DIRECTION 1 >> In the PDF compression guide, reproduce the stretch from "Need a PDF under" through "100KB per file.", substituting "most aggressive" for "strongest".
DIRECTION 2 >> According to the PDF compression guide, why does it matter that the document never leaves the browser? Answer in one to three sentences.

PASSAGE SHOWN >>
[start]
Get any PDF under 100KB for KYC portals, government forms, and strict upload limits — processed entirely in your browser, no upload, free.

Need a PDF under 100KB? Use the Compress PDF tool, pick Target size, and enter 100. The tool finds the strongest settings that fit under the limit and hands you the file — free, no signup, and the document never leaves your browser. That last part matters, because the files that hit 100KB limits are usually the sensitive ones: ID scans, bank documents, signed declarations.

Where the 100KB limit shows up

The 100KB ceiling is the strictest limit in common use, and it appears in exactly the places where documents are most personal:

  • Banking and KYC portals. Identity verification uploads — passport pages, utility bills, signature specimens — frequently cap at 100KB per file.
  • Government applications. Pension schemes, subsidy programs, and registration systems in many countries enforce 100KB or even 50KB per document.
  • Exam and job applications. Photo and signature uploads for competitive exams often demand 20–100KB, with document attachments capped at 100–200KB.

These portals reject oversized files without explanation, and they're usually processing scans straight from a phone camera — which start at 2–5MB. That's a 95%+ reduction, and it's achievable for short documents.

How to do it

  1. Open Compress PDF. The target is prefilled at 100KB if you use this link.
  2. Drop your PDF onto the page. Nothing uploads — the file is read into your browser's memory only.
  3. Press Compress & download. The tool first checks whether a lossless pass already fits (if so, you keep selectable text). If not, it samples your pages at several resolution and quality levels, estimates the output size, and encodes at the strongest combination that fits under 100KB.
  4. Check the result panel. It shows the before/after sizes and the exact settings used. If 100KB genuinely wasn't reachable, it says so and gives you the smallest possible file instead of failing silently.
[end]
DATA LINES >>
[start]
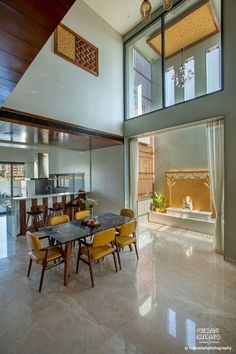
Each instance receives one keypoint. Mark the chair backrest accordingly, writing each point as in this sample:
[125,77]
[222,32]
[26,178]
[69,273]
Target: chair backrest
[33,242]
[59,219]
[103,238]
[127,212]
[127,229]
[80,215]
[end]
EXERCISE RESULT 1 >>
Need a PDF under 100KB? Use the Compress PDF tool, pick Target size, and enter 100. The tool finds the most aggressive settings that fit under the limit and hands you the file — free, no signup, and the document never leaves your browser. That last part matters, because the files that hit 100KB limits are usually the sensitive ones: ID scans, bank documents, signed declarations.

Where the 100KB limit shows up

The 100KB ceiling is the strictest limit in common use, and it appears in exactly the places where documents are most personal:

  • Banking and KYC portals. Identity verification uploads — passport pages, utility bills, signature specimens — frequently cap at 100KB per file.

EXERCISE RESULT 2 >> It matters because the files that run into 100KB limits are usually sensitive ones, such as ID scans, bank documents and signed declarations.